(A block of data)
----------

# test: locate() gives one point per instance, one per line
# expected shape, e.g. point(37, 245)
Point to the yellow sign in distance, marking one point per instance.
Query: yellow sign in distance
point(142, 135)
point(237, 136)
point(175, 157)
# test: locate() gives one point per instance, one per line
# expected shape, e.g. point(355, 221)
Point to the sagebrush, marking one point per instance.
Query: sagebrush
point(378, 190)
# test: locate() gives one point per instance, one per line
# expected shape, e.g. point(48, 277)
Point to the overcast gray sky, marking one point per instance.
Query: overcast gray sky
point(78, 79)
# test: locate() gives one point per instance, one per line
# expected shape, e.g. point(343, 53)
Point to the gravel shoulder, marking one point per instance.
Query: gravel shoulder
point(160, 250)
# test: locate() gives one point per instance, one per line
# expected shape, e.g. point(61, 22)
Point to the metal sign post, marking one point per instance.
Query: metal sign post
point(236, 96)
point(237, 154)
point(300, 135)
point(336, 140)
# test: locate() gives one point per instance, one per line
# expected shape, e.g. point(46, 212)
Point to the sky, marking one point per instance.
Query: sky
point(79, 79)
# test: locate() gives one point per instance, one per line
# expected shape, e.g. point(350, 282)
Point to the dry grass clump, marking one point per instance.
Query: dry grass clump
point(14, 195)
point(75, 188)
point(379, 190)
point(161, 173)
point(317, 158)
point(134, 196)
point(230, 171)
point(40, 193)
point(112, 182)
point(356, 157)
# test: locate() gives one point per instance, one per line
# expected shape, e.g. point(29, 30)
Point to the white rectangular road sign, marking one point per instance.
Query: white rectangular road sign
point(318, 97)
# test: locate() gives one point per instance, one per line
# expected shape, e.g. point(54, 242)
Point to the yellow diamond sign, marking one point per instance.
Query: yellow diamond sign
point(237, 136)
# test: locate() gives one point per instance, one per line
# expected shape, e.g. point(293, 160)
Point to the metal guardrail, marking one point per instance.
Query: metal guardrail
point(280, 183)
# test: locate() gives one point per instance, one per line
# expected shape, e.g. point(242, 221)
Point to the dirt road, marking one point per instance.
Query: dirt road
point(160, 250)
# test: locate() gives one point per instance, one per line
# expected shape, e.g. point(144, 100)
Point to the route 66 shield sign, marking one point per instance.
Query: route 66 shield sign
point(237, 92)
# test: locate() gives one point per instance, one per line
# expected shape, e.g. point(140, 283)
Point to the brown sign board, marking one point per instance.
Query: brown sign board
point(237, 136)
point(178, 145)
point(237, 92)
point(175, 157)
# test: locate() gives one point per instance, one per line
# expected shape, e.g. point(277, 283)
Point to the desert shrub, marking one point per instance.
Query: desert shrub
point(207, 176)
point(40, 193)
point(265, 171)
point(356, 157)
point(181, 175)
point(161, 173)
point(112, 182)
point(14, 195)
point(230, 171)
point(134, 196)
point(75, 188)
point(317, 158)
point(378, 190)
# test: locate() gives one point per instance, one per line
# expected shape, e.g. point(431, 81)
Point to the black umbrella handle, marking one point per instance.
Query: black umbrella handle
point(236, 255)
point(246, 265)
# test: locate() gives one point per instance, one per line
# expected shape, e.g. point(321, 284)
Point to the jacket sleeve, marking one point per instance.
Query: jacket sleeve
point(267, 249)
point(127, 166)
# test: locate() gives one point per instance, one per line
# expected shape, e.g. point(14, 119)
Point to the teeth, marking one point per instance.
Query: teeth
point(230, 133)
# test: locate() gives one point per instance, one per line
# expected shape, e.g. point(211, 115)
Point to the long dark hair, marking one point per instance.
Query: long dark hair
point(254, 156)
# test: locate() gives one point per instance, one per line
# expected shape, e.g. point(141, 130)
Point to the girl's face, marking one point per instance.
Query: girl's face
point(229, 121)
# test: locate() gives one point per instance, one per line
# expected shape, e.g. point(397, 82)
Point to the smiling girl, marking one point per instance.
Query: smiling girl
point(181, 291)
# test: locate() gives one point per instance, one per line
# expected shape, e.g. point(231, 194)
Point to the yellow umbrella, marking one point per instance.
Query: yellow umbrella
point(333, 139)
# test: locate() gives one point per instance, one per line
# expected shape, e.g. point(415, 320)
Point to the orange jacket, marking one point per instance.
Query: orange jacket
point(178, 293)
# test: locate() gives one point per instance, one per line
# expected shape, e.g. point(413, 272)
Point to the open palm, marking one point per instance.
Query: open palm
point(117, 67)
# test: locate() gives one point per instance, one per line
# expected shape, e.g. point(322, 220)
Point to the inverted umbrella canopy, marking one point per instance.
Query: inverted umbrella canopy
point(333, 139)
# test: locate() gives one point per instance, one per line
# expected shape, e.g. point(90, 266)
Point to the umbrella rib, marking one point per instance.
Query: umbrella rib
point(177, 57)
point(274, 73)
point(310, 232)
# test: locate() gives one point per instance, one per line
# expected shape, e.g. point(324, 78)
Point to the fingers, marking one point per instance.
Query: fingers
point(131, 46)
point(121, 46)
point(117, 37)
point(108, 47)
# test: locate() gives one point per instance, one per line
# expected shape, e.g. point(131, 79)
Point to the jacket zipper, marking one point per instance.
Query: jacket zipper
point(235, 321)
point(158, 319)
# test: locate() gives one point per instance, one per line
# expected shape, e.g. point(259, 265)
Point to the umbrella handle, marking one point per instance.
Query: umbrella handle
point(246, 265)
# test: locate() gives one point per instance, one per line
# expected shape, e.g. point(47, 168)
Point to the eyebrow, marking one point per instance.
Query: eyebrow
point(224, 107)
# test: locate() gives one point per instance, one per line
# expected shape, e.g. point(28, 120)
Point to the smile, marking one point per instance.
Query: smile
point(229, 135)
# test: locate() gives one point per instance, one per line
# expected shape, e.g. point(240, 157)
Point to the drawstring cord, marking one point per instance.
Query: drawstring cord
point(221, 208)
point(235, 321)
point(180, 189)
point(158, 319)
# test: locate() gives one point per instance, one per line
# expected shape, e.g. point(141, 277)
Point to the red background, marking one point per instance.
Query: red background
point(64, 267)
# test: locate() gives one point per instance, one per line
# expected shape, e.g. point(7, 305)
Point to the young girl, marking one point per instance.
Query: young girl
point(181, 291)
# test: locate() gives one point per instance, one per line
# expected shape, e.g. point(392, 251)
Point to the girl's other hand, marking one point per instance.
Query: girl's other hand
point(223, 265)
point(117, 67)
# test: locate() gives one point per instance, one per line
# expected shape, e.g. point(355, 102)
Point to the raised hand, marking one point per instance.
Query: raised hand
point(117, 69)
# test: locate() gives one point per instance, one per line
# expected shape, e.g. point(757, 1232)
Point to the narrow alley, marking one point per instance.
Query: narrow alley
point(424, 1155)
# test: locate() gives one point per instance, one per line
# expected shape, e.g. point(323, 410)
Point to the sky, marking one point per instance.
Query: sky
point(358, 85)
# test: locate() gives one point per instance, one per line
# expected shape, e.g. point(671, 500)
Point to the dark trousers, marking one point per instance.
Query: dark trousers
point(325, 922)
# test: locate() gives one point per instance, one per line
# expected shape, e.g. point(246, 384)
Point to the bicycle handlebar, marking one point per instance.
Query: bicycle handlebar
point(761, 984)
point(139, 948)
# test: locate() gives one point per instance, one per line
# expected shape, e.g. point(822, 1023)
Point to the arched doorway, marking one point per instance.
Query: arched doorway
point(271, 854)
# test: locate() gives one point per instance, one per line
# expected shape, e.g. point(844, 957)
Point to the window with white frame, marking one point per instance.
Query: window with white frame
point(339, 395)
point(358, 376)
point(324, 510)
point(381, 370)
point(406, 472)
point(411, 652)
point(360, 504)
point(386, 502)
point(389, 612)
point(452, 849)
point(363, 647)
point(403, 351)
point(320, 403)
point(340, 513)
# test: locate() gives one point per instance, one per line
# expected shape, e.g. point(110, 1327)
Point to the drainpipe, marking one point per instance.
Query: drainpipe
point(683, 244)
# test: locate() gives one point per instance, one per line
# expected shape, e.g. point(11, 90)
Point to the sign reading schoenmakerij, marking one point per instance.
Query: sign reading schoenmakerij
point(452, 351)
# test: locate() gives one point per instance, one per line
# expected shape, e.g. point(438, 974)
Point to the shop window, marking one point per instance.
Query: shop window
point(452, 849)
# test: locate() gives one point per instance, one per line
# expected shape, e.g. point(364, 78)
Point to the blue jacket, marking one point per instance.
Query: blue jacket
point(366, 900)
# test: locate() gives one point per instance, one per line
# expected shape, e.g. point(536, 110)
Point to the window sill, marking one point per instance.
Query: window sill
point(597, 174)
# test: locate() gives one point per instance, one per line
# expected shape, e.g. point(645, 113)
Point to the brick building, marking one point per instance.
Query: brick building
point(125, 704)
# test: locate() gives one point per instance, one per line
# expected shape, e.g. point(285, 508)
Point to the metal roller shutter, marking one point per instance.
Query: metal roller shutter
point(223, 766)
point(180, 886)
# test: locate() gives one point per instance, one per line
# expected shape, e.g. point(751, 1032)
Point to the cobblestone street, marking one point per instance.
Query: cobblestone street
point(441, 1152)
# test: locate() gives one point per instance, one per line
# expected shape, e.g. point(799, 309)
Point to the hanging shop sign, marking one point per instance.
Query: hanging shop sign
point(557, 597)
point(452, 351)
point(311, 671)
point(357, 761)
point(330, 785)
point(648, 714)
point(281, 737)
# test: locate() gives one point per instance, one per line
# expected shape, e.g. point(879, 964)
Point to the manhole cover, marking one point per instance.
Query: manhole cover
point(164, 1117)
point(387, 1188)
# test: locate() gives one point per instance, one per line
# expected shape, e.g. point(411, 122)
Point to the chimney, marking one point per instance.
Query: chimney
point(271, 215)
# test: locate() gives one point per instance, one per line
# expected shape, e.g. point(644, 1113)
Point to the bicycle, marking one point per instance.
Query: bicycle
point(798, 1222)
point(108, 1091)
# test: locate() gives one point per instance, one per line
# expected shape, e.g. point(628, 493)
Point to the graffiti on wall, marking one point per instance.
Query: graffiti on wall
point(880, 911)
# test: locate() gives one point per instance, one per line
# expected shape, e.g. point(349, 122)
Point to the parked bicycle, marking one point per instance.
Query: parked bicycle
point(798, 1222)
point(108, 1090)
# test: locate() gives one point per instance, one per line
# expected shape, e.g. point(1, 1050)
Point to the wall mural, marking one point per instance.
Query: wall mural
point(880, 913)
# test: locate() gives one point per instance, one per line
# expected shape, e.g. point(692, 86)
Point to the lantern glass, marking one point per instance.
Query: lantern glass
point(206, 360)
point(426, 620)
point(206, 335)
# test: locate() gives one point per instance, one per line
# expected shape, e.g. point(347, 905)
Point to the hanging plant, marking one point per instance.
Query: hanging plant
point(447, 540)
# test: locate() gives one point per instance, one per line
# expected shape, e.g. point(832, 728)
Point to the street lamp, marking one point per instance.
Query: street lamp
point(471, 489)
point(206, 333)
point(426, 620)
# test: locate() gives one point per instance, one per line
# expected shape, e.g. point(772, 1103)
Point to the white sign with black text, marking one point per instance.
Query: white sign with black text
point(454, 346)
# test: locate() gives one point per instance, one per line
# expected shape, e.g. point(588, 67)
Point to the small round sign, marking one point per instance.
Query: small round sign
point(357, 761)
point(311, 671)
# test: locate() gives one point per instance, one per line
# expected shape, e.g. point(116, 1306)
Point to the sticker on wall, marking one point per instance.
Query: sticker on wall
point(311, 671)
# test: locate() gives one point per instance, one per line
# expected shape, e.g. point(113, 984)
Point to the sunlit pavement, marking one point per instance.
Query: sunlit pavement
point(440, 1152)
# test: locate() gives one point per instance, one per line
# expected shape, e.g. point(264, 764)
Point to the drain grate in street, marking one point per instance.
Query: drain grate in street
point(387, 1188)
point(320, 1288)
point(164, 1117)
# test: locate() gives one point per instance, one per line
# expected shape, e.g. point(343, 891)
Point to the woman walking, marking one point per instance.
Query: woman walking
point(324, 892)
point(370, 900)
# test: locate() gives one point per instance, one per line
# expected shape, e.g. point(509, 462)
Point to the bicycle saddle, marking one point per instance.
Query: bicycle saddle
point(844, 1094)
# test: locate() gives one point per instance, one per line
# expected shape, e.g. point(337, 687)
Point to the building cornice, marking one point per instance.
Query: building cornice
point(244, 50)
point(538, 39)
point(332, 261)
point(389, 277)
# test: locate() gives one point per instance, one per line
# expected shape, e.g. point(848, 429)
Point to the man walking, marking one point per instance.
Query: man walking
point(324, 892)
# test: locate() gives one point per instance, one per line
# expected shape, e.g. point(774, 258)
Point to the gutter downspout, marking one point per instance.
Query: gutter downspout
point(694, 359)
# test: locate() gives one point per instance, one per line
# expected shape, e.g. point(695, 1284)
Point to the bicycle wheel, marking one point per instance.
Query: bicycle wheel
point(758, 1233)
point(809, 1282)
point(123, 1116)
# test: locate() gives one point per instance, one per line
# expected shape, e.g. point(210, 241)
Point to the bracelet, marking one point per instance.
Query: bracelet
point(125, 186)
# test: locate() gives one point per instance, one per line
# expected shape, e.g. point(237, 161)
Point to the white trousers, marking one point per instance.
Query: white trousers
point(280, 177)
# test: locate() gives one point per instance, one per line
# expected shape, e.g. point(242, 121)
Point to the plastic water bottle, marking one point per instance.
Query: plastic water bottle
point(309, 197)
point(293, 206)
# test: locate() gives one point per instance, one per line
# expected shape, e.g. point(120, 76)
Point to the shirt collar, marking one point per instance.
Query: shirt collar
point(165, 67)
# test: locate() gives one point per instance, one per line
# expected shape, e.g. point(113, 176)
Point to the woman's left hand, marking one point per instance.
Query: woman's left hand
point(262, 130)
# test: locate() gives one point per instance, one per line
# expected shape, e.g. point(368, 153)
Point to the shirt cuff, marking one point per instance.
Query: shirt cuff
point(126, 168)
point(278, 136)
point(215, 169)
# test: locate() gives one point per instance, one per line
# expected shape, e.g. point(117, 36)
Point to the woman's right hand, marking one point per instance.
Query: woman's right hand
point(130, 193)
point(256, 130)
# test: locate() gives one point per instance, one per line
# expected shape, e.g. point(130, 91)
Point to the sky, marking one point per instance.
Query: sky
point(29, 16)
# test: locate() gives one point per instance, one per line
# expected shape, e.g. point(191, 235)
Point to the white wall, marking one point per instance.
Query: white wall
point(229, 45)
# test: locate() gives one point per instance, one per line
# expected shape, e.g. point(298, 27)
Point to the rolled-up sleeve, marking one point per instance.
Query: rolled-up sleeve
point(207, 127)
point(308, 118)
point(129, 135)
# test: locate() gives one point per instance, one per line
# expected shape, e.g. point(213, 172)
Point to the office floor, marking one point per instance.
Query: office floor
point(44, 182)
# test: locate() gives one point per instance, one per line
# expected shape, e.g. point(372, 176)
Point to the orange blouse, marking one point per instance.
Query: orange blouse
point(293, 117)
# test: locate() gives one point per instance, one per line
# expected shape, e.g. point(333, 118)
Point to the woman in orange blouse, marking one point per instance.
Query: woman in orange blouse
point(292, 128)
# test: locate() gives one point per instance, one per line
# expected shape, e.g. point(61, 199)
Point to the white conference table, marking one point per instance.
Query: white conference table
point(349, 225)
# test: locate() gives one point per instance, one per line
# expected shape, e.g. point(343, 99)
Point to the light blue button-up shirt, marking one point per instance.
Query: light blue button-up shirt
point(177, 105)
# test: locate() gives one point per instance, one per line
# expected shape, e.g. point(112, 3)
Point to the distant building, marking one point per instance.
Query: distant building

----------

▶ **PROBLEM**
Tally the lines in the listing above that contain the string "handlebar", and give only that number.

▶ **RESULT BELOW**
2